Collected data
::::::::

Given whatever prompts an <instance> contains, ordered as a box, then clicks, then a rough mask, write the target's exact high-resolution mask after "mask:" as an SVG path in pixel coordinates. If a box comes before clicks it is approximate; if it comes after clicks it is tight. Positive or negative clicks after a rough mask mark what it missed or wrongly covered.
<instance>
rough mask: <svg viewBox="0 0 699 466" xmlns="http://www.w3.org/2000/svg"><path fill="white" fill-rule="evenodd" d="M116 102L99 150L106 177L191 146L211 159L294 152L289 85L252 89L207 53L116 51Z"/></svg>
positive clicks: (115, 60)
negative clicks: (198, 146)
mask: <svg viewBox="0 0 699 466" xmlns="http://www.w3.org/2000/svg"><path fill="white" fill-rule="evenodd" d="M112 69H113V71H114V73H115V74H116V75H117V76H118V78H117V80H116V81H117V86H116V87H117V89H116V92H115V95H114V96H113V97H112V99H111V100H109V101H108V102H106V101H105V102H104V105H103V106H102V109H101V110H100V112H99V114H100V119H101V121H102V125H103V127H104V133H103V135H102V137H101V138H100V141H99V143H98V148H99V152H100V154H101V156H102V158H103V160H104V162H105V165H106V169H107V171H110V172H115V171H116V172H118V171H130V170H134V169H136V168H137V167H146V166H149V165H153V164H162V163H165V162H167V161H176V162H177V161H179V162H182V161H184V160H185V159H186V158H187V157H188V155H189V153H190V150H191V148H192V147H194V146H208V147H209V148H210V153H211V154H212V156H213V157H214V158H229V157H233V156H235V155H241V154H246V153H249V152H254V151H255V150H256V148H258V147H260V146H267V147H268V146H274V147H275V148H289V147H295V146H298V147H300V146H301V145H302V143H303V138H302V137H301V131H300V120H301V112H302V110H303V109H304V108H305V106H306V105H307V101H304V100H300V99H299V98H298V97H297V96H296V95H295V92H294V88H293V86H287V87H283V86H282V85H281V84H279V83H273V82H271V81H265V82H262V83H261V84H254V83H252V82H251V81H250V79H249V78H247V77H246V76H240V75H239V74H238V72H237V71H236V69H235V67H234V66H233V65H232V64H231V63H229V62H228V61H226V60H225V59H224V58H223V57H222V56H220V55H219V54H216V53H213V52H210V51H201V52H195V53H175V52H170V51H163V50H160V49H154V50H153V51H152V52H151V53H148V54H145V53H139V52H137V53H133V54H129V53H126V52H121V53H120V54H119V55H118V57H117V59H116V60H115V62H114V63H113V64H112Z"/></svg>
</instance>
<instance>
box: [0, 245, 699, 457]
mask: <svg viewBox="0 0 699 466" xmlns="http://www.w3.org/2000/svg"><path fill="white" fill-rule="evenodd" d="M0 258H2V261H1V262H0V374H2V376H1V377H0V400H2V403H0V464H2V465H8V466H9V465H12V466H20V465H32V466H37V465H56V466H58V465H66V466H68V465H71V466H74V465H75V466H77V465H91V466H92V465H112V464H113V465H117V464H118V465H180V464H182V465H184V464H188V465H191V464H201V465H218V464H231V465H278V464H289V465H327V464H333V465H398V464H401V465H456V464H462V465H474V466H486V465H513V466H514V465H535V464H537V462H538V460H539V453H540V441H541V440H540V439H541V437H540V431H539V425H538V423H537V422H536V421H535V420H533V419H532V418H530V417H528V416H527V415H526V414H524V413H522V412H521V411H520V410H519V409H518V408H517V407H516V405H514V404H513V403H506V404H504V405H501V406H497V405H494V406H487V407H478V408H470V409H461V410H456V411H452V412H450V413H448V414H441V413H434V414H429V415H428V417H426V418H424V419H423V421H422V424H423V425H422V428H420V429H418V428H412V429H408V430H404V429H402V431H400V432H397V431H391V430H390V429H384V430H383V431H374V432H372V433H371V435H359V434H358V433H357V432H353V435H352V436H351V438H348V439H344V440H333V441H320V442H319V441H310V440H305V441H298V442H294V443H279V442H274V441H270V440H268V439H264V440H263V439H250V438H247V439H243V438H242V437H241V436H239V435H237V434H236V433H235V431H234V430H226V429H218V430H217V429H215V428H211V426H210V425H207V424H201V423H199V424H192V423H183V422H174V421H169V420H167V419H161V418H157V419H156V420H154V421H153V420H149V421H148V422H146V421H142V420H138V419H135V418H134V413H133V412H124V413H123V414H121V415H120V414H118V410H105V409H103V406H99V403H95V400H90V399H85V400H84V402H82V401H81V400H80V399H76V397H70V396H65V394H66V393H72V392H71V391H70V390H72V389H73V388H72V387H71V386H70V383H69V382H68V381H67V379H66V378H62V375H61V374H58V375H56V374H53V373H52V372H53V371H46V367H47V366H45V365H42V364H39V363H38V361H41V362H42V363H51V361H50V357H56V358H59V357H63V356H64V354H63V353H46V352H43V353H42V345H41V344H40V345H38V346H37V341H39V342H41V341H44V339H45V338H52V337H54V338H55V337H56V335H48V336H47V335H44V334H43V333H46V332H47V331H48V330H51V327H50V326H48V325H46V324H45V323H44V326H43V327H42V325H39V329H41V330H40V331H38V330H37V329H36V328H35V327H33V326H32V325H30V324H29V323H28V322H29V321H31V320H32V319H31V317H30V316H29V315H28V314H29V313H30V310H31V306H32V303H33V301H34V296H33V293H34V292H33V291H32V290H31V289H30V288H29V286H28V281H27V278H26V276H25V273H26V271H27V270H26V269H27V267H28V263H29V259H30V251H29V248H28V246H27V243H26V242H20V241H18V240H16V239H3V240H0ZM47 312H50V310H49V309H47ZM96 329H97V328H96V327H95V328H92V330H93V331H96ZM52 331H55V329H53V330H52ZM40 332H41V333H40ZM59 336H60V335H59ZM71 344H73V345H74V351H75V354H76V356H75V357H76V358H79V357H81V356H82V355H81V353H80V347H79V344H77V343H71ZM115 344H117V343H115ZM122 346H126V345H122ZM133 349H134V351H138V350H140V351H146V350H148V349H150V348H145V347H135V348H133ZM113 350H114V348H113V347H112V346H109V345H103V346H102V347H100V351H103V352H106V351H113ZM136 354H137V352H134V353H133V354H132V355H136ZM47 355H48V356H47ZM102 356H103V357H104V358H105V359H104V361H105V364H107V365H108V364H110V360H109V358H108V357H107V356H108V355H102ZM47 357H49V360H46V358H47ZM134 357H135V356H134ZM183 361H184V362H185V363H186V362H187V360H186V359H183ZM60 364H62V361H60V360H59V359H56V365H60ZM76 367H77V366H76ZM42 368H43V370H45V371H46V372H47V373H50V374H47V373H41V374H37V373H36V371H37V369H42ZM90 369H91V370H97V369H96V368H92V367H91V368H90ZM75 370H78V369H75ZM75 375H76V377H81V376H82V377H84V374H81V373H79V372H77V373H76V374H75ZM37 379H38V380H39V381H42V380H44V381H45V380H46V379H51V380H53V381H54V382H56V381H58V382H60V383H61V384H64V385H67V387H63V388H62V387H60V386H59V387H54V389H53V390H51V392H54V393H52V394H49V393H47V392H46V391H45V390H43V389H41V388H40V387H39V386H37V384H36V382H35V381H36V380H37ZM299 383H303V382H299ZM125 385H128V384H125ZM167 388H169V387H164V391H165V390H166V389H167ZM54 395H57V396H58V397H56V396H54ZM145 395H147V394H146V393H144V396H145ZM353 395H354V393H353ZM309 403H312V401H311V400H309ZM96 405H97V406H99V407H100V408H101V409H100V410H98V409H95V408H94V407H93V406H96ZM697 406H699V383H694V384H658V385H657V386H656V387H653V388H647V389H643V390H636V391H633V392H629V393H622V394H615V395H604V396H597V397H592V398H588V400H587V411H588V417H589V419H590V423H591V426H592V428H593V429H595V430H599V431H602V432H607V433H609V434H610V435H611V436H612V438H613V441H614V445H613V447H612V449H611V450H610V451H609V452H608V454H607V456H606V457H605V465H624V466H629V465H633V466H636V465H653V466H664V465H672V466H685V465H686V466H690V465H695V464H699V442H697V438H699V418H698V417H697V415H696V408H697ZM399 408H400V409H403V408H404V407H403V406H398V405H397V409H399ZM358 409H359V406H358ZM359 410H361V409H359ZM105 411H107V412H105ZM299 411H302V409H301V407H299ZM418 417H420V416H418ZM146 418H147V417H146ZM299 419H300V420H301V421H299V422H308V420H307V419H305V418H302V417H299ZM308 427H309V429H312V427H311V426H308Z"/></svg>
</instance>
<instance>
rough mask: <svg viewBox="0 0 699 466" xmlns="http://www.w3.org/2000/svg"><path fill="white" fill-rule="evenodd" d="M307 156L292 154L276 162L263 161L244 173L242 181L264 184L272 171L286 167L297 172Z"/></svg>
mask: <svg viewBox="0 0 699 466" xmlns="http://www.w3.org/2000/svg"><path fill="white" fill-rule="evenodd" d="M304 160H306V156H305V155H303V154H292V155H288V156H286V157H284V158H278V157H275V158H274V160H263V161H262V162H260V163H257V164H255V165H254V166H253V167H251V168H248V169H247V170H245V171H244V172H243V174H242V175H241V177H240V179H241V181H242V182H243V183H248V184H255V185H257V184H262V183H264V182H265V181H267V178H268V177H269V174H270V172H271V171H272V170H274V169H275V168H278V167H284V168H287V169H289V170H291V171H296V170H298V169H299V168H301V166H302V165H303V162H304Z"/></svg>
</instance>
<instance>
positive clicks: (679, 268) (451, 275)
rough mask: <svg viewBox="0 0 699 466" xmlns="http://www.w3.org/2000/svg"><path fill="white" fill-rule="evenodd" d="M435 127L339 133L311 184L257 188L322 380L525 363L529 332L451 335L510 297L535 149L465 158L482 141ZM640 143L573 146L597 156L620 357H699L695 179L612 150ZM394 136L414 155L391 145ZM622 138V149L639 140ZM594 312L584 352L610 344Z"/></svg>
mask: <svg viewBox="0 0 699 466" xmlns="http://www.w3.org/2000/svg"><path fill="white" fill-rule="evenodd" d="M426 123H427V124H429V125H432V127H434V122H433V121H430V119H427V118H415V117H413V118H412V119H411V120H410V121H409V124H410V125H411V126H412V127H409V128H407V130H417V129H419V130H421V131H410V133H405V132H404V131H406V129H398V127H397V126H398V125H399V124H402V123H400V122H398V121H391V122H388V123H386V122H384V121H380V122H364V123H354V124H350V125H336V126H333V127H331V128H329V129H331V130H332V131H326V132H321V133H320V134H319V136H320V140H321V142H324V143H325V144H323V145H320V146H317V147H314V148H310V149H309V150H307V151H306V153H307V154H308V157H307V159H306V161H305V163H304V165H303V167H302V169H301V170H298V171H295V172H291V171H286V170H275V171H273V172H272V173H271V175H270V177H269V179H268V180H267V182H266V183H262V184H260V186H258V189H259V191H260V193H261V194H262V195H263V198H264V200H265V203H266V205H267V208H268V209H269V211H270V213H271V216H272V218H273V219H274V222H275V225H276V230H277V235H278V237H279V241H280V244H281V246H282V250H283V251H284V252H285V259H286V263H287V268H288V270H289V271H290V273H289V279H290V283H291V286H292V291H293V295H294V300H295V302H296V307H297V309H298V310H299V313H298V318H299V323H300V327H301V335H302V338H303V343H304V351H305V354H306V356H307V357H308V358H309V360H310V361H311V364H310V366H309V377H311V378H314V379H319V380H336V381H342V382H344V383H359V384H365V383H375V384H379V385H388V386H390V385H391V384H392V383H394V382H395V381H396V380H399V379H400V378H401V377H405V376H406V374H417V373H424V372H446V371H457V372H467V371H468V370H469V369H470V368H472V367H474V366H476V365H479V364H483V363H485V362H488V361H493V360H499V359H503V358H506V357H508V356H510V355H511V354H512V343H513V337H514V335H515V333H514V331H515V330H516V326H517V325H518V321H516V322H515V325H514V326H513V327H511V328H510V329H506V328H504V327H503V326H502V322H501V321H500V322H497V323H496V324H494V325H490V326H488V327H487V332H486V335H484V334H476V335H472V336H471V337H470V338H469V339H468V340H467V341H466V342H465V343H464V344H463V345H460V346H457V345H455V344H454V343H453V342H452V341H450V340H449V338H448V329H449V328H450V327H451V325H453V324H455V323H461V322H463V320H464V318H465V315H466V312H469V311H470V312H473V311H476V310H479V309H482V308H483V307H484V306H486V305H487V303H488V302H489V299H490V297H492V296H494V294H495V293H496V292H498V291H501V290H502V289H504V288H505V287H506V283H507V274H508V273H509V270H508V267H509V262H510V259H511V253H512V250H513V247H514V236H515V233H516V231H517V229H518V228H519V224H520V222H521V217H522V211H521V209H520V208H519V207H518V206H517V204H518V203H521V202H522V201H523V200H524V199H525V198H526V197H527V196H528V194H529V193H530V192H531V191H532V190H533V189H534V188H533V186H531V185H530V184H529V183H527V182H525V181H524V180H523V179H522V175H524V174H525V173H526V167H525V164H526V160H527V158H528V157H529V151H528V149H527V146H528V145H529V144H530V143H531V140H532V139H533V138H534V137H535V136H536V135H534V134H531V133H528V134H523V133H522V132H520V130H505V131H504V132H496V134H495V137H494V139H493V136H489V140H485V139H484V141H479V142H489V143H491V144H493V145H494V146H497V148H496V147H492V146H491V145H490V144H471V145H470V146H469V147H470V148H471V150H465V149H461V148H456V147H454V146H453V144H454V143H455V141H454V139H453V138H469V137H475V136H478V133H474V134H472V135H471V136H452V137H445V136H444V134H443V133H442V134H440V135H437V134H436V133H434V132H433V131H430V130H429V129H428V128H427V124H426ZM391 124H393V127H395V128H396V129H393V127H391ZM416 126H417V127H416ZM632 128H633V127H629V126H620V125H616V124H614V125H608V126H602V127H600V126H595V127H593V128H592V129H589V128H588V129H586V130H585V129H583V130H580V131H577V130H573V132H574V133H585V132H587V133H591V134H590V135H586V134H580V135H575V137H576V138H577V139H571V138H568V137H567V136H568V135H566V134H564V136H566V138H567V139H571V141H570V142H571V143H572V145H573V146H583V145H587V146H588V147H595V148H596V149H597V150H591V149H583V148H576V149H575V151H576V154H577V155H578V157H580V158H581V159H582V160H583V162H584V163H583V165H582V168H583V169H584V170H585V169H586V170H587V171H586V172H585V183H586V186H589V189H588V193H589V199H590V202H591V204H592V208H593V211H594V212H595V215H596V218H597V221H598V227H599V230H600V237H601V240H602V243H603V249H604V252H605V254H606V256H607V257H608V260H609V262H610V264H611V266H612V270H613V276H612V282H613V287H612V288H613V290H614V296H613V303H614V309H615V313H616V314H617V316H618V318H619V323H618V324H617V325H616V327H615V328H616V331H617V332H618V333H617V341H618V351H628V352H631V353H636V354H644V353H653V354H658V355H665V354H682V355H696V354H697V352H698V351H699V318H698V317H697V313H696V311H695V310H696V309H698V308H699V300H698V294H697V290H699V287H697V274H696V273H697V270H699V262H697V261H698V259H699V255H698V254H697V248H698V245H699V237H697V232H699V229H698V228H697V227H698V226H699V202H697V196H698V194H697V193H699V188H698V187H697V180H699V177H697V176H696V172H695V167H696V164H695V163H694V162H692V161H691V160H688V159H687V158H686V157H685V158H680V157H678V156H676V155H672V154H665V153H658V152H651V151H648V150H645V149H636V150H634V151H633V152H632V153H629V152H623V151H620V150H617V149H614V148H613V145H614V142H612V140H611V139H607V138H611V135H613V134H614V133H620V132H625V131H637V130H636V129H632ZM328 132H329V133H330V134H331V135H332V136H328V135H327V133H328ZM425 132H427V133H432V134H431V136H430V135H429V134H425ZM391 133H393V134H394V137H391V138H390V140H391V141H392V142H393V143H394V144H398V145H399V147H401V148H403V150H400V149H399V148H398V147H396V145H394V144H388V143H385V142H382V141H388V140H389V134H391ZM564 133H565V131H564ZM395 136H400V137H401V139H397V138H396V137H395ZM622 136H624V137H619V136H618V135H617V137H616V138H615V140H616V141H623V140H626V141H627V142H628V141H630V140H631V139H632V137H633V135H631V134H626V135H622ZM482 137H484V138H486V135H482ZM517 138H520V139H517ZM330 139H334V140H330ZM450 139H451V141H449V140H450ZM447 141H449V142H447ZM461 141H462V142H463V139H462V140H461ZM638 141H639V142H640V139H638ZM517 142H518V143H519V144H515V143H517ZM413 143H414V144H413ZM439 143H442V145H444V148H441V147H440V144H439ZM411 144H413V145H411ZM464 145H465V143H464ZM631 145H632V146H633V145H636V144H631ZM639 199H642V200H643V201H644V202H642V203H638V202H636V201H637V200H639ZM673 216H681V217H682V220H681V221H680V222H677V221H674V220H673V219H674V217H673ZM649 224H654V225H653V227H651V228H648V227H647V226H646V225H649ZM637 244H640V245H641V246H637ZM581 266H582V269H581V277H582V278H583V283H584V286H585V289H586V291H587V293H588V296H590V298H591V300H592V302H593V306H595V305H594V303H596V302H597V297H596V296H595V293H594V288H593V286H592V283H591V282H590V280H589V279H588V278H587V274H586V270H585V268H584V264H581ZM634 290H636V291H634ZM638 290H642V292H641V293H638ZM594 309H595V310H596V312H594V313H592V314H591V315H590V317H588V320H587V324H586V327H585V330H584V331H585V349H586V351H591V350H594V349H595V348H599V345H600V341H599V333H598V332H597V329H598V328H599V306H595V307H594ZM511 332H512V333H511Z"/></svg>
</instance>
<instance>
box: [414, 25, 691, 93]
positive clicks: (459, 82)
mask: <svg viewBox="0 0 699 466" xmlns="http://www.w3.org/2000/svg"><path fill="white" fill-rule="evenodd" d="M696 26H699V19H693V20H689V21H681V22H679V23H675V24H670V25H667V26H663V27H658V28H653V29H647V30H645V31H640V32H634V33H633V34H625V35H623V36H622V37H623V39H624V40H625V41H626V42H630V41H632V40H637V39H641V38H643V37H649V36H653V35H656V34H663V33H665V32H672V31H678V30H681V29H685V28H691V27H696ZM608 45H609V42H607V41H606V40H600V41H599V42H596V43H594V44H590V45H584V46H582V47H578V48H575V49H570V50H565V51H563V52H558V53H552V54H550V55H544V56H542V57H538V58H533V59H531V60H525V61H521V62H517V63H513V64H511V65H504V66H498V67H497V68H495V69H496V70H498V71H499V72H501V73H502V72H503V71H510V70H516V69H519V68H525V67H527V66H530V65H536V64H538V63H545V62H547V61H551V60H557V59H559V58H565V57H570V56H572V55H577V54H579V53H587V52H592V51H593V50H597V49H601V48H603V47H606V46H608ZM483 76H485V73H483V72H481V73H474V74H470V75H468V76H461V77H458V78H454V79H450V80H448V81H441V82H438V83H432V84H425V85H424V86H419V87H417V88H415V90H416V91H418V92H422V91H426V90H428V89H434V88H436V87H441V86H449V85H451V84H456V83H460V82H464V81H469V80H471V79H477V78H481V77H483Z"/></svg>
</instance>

::::::::

WORK REQUIRED: Check each line of the records above for the string "rough", and report every line that has it.

RESPONSE:
Given whatever prompts an <instance> contains, ordered as a box, then clicks, then a rough mask, write the target's exact high-resolution mask after "mask:" as an SVG path in pixel coordinates. If a box comes before clicks it is approximate; if it comes after clicks it is tight. Positive or negative clicks after a rough mask mark what it missed or wrongly covered.
rough mask: <svg viewBox="0 0 699 466" xmlns="http://www.w3.org/2000/svg"><path fill="white" fill-rule="evenodd" d="M116 102L99 150L106 177L191 146L211 159L294 152L289 85L252 89L207 53L116 51Z"/></svg>
rough mask: <svg viewBox="0 0 699 466" xmlns="http://www.w3.org/2000/svg"><path fill="white" fill-rule="evenodd" d="M307 156L292 154L276 162L263 161L244 173L242 181L264 184L272 171L286 167L297 172Z"/></svg>
rough mask: <svg viewBox="0 0 699 466" xmlns="http://www.w3.org/2000/svg"><path fill="white" fill-rule="evenodd" d="M435 127L339 133L311 184L257 188L322 380L525 363L529 332L451 335L510 297L535 149L465 158L482 141ZM640 143L573 146L597 156L620 357H699L695 179L612 150ZM394 136L414 155L391 145ZM622 138V149L639 140ZM594 312L584 352L610 344Z"/></svg>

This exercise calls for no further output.